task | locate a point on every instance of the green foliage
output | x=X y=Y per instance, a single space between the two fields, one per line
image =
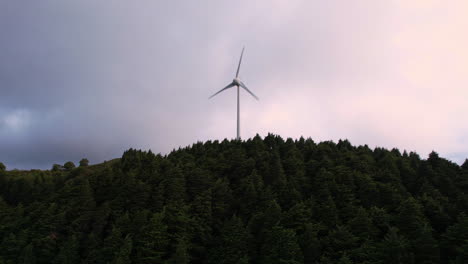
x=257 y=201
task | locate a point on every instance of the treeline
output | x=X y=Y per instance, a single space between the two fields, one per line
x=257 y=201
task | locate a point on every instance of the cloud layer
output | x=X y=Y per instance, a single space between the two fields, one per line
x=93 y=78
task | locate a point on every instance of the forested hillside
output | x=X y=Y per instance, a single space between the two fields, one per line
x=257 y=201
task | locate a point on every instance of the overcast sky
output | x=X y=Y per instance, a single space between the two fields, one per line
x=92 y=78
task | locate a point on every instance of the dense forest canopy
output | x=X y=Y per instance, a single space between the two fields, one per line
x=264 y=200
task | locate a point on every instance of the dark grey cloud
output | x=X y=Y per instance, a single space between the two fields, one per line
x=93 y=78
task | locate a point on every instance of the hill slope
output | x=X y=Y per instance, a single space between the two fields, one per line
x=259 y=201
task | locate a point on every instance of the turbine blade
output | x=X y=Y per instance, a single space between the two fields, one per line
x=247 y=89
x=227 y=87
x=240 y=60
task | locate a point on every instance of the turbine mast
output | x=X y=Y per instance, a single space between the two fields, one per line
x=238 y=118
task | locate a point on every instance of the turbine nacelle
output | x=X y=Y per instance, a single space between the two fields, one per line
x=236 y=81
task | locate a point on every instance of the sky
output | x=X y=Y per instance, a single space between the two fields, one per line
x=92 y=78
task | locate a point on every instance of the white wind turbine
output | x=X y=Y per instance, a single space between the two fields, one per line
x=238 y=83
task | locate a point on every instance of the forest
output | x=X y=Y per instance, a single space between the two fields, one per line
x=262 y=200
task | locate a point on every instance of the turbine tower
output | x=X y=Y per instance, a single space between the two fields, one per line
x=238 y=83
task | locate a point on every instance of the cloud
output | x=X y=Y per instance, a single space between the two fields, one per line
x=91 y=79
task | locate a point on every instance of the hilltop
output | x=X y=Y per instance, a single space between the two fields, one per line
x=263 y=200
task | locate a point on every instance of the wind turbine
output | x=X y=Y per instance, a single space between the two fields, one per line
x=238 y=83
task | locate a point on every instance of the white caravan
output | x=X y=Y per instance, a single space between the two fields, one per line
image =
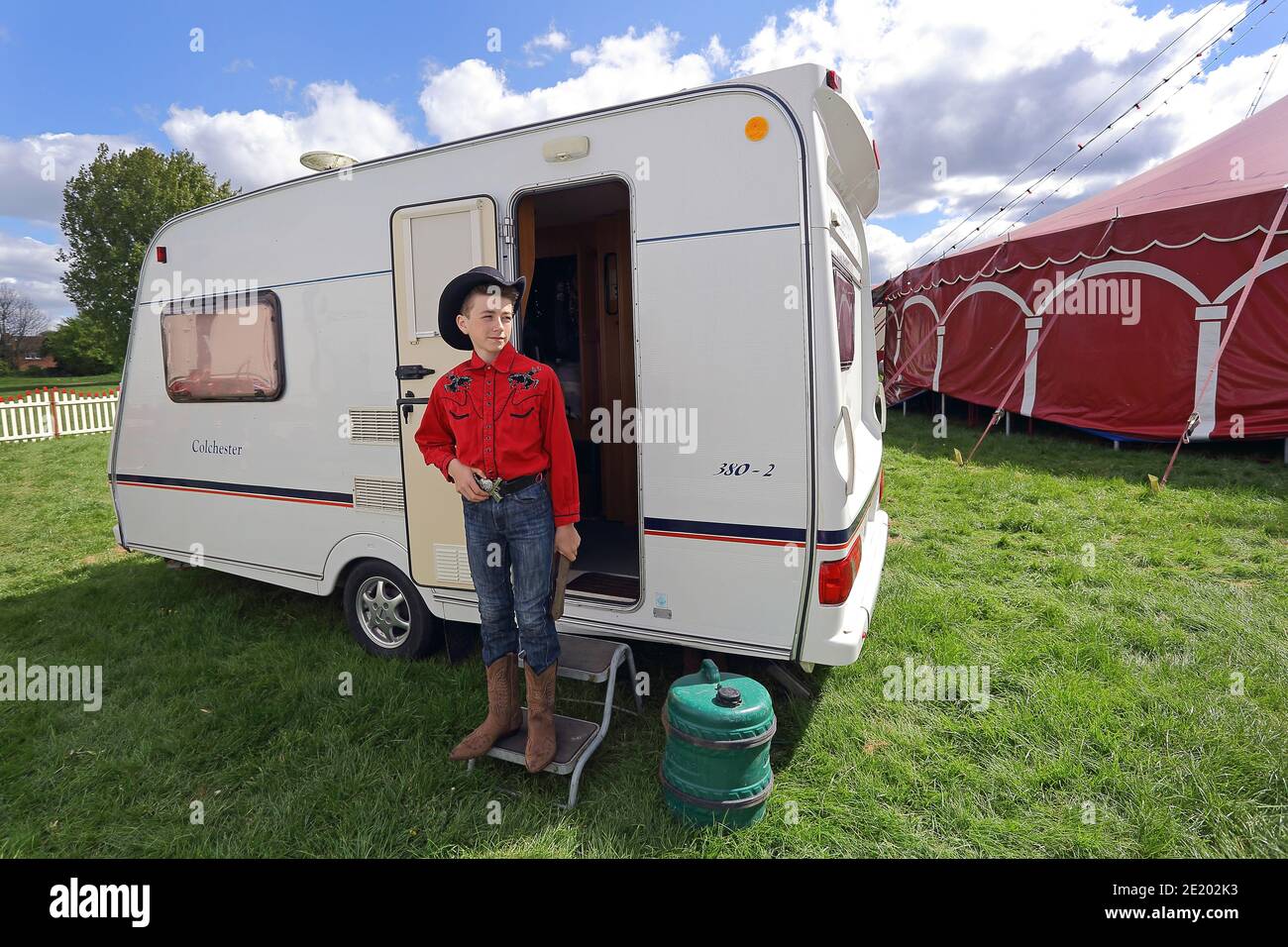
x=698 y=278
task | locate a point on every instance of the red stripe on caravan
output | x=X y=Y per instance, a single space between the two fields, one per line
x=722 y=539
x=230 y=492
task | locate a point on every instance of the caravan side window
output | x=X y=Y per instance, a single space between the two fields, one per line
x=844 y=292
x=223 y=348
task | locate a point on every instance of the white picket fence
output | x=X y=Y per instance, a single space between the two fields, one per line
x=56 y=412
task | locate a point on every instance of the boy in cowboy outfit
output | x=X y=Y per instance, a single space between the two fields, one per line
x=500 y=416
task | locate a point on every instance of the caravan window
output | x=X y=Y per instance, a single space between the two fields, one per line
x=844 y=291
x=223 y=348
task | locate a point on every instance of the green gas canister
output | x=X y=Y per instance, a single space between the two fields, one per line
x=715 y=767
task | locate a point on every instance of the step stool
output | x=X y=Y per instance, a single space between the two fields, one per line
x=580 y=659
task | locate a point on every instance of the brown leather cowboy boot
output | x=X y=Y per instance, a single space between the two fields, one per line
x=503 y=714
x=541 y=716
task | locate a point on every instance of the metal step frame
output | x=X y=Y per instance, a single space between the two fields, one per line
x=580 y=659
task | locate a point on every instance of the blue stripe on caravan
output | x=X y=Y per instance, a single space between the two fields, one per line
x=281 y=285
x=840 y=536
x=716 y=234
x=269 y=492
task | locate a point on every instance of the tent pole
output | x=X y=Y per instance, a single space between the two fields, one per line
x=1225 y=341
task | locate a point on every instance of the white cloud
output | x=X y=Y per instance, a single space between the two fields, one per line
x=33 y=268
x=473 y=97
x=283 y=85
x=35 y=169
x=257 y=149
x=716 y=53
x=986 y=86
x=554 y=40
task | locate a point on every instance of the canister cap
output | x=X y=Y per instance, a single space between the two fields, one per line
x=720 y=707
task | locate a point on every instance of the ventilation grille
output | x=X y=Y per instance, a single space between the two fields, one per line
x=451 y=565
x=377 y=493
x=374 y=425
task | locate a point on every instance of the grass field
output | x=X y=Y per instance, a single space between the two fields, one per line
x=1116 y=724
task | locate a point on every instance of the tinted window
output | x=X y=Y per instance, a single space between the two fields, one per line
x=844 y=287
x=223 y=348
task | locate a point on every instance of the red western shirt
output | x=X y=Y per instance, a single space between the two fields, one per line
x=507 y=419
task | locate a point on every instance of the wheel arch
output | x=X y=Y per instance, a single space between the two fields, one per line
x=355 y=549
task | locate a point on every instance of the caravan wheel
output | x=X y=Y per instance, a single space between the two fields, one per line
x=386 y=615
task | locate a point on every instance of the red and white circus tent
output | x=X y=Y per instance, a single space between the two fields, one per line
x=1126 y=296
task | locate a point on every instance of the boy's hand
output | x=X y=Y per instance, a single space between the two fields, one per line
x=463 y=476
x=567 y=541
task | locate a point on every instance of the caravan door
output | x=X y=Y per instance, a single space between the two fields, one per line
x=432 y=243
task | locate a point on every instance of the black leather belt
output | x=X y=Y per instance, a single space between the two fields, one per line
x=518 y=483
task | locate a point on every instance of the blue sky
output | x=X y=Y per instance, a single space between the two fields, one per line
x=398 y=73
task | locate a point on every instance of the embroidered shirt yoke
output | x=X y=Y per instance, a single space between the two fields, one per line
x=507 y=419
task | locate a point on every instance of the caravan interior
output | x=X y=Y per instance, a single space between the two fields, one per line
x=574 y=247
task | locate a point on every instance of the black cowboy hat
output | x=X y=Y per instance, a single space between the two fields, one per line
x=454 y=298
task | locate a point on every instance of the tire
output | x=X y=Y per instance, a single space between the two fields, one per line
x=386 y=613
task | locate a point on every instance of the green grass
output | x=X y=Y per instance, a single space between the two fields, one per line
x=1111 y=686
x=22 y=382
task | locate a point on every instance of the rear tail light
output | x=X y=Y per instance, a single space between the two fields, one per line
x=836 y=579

--------

Render the entries from the line containing "task | locate a point on every instance of the wheel" through the line containing "x=1126 y=296" as a numbered list, omitting any blank lines.

1. task | locate a point on every instance of the wheel arch
2. output | x=X y=Y per instance, a single space between the two fields, one per line
3. x=355 y=549
4. task | locate a point on every instance of the caravan wheel
5. output | x=X y=Y per instance, a single space between the two fields, one per line
6. x=386 y=615
7. task | locate a point on every instance of the red and white circus tent
8. output | x=X y=Y per instance, a single space between the two fields, one per line
9. x=1126 y=296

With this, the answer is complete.